Please convert the items below, from the one whose line contains "indicate the eyelash, one dot per instance" through the end of the items, into a two-column CSV headed "prompt" and "answer", with one row per item. Put each item's text and its answer in a single quoted field apiece, with line breaks replaced by spaces.

___ Data in this exercise

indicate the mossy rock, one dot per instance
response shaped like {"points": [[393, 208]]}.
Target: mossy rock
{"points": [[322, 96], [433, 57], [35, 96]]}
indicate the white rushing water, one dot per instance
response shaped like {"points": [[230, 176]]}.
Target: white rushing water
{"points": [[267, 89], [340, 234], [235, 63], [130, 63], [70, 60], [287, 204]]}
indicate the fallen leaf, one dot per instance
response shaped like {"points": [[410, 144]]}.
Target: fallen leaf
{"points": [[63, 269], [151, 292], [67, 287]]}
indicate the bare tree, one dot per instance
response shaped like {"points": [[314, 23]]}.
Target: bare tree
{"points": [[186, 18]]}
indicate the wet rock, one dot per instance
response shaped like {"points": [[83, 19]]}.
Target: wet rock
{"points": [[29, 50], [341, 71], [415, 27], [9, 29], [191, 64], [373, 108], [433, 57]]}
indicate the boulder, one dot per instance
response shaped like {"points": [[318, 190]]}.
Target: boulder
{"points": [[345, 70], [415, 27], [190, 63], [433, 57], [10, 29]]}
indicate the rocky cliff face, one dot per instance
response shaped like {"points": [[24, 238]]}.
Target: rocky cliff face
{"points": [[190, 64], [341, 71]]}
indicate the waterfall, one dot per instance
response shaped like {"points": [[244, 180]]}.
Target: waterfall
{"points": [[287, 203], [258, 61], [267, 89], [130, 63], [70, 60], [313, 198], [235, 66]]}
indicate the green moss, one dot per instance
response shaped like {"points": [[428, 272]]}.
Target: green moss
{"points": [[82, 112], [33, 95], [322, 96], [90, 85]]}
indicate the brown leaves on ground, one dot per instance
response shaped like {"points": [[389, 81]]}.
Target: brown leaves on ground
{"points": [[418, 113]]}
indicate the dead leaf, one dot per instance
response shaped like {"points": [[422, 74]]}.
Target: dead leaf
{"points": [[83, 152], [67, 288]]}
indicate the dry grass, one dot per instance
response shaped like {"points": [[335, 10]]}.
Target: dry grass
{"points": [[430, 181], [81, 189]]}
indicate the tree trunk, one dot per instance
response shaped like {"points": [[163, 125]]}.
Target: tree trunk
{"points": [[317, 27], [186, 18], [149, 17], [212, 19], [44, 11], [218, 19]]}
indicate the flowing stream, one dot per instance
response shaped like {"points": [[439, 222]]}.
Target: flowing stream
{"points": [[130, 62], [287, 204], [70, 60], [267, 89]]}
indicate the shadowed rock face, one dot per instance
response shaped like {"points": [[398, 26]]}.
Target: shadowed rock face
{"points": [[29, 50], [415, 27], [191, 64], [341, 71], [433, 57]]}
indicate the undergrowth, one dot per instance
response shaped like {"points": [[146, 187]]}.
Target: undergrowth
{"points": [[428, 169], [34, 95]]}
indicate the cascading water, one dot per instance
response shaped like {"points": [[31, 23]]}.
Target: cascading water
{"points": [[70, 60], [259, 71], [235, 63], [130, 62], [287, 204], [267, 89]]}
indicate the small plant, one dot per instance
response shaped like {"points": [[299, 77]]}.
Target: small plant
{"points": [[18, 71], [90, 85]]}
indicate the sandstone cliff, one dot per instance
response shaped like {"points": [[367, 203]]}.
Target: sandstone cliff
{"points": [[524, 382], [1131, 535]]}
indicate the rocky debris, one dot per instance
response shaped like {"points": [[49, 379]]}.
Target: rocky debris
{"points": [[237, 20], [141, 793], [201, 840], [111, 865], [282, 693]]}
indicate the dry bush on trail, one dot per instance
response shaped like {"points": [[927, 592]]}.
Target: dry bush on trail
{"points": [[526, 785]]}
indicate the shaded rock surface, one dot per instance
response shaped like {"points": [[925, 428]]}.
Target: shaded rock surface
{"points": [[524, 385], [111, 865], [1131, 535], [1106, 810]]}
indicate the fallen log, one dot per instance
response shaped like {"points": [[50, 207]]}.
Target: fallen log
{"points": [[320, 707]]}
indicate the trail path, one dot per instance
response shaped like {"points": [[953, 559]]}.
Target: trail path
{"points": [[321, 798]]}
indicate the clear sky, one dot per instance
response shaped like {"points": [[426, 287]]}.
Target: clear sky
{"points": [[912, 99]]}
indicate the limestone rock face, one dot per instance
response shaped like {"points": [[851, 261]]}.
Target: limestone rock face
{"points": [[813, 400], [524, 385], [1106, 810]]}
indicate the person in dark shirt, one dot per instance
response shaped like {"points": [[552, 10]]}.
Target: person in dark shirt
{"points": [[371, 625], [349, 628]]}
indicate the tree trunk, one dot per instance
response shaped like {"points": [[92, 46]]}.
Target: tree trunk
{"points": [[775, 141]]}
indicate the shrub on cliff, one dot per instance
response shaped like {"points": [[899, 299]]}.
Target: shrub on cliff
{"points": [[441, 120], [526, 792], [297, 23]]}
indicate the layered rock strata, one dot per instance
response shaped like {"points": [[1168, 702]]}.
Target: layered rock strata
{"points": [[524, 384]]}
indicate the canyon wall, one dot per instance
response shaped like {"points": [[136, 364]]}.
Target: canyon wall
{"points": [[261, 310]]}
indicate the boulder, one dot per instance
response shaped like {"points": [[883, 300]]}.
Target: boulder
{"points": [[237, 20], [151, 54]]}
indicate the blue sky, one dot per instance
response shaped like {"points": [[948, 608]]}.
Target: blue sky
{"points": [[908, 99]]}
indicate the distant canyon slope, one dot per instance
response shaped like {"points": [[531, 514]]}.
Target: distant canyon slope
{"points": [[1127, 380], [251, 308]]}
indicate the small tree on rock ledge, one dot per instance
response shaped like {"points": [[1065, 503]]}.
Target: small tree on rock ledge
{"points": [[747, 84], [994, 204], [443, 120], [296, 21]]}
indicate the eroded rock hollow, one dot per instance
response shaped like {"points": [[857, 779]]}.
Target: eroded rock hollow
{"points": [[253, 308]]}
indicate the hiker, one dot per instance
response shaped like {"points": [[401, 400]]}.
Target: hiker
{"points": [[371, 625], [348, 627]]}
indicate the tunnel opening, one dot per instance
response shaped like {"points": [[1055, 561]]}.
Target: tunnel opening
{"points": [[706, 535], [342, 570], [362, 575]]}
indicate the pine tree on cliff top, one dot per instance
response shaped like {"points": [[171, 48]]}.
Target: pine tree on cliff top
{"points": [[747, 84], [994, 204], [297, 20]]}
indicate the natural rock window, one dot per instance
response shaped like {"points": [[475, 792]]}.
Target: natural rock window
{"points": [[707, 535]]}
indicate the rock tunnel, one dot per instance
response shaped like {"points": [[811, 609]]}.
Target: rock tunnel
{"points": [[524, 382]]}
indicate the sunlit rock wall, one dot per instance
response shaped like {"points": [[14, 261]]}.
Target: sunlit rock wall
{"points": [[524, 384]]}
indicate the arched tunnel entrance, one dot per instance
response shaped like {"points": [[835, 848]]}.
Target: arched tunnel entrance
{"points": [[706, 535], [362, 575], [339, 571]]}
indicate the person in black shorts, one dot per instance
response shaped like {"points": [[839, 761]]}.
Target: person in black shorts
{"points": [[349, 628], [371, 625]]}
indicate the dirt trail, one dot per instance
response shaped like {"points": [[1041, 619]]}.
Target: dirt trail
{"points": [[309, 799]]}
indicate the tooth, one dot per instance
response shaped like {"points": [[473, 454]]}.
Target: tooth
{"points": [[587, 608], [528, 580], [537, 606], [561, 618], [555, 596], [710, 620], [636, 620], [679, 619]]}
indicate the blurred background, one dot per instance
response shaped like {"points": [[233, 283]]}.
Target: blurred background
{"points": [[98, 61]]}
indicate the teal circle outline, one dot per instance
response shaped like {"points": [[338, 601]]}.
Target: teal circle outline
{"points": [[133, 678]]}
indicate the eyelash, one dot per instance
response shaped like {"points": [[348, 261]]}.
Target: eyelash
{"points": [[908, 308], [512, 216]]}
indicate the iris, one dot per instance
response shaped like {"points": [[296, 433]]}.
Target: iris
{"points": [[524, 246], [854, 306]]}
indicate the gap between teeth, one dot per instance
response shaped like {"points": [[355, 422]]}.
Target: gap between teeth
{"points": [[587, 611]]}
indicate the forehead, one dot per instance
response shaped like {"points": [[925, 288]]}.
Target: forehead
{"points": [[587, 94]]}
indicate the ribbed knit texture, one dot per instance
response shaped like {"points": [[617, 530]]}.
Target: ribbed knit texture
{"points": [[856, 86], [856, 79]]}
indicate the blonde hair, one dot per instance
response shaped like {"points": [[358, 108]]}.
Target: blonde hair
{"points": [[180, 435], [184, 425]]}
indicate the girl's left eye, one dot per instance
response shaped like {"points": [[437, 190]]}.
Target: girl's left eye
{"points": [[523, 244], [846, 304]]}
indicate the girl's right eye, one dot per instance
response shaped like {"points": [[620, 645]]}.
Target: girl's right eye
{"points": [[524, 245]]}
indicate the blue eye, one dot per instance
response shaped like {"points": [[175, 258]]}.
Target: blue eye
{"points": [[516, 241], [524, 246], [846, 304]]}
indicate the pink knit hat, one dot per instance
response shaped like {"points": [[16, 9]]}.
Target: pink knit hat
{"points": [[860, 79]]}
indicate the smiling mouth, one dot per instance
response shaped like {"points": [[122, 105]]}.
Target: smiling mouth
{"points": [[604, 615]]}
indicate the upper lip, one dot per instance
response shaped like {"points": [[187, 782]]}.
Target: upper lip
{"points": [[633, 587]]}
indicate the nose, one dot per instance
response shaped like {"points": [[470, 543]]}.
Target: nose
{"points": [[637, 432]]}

______

» Exercise answer:
prompt,answer
"indicate the eyelash, one dot per instance response shaped like {""points"": [[348, 261]]}. Target: eyelash","{""points"": [[908, 308], [512, 216]]}"
"indicate the iris, one dot per instance response shaped like {""points"": [[296, 433]]}. Target: iris","{""points"": [[524, 246], [854, 306]]}"
"indicate the gap between teeth, one dot per instance response shaped like {""points"": [[355, 422]]}. Target: gap between teeth","{""points"": [[587, 611]]}"
"indicate the forehead, one dot per instance response shaped like {""points"": [[925, 288]]}. Target: forehead","{""points"": [[587, 94]]}"
"indicate the ribbed knit texture, one dot per instance response shaped like {""points"": [[617, 530]]}. Target: ribbed knit texture","{""points"": [[856, 86], [856, 79]]}"
"indicate the blonde hair, one dot per instance response shaped like {""points"": [[358, 108]]}. Target: blonde hair","{""points"": [[180, 435], [184, 425]]}"
"indicate the girl's left eye, one dot per instance response shaped like {""points"": [[437, 190]]}. Target: girl's left eye","{""points"": [[523, 244], [846, 304]]}"
"indicate the girl's right eye, one dot per instance response shaped like {""points"": [[620, 645]]}. Target: girl's right eye","{""points"": [[524, 245]]}"
"indicate the blue eye, one dot per instance response shaped like {""points"": [[175, 258]]}. Target: blue eye","{""points"": [[516, 241], [524, 246], [846, 304]]}"
"indicate the pink knit hat, one dot per instance response shaped like {""points"": [[16, 9]]}. Target: pink knit hat","{""points"": [[860, 79]]}"
"indicate the smiling mouth, one dot per instance response shaped like {""points"": [[122, 105]]}. Target: smiling mouth","{""points"": [[604, 615]]}"
"indicate the upper lip, one dot per instance response shaped like {""points"": [[187, 782]]}. Target: upper lip","{""points"": [[633, 587]]}"
"indicate the nose, one dot per instance response shaped like {""points"": [[470, 543]]}. Target: nose","{""points"": [[637, 432]]}"